• WHAT YOU SHOULD DO
Identify the lines in the data below that contain "green" and give only how many there are.

[Stored data]
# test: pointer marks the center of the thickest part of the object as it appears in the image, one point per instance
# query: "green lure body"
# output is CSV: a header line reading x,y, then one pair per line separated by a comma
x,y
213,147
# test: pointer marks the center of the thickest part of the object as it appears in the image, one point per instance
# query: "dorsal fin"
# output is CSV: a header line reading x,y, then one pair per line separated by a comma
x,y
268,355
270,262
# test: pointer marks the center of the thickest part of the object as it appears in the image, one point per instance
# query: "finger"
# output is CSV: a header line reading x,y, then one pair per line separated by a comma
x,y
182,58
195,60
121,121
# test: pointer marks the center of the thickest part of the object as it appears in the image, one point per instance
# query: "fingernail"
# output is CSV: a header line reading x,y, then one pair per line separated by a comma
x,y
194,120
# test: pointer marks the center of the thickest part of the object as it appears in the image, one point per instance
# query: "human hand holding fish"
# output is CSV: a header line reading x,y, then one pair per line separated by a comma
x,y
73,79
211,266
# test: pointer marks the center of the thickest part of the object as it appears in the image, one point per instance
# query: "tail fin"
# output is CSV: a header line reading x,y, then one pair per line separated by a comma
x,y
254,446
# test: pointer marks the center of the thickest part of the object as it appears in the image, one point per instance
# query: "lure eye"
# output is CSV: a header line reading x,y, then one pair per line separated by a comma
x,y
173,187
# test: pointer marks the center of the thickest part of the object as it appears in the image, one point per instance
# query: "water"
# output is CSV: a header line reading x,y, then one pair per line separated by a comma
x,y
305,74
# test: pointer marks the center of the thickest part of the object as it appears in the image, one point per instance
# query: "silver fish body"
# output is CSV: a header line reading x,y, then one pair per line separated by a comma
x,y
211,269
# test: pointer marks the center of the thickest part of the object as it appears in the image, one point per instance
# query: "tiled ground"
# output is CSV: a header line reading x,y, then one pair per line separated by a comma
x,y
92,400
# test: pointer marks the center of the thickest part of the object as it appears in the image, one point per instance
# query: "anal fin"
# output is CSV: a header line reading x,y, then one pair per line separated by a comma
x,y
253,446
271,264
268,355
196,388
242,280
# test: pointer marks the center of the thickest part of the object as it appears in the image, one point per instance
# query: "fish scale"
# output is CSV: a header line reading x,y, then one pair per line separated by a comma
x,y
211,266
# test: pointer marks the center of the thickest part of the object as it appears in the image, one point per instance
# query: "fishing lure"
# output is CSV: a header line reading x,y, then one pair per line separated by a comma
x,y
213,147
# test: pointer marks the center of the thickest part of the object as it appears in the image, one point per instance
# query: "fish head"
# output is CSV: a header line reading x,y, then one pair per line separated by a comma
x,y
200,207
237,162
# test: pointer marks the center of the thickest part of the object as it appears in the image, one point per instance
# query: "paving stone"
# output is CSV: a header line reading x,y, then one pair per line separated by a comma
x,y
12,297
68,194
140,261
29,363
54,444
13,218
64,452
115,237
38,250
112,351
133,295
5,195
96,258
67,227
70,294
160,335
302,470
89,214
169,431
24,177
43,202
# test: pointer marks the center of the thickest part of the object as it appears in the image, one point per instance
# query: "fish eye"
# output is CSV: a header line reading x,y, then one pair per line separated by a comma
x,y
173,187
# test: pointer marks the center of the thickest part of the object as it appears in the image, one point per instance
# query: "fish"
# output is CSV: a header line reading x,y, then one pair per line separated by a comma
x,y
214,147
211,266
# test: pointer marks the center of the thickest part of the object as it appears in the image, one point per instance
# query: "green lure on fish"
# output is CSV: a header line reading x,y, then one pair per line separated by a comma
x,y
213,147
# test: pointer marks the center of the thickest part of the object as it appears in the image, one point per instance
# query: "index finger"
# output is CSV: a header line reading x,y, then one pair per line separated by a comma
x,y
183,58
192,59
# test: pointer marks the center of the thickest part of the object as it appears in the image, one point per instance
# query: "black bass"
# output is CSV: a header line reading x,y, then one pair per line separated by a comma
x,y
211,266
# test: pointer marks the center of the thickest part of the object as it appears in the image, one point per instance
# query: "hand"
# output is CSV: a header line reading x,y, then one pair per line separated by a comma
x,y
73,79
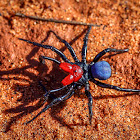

• RESPONSE FOR THIS EXERCISE
2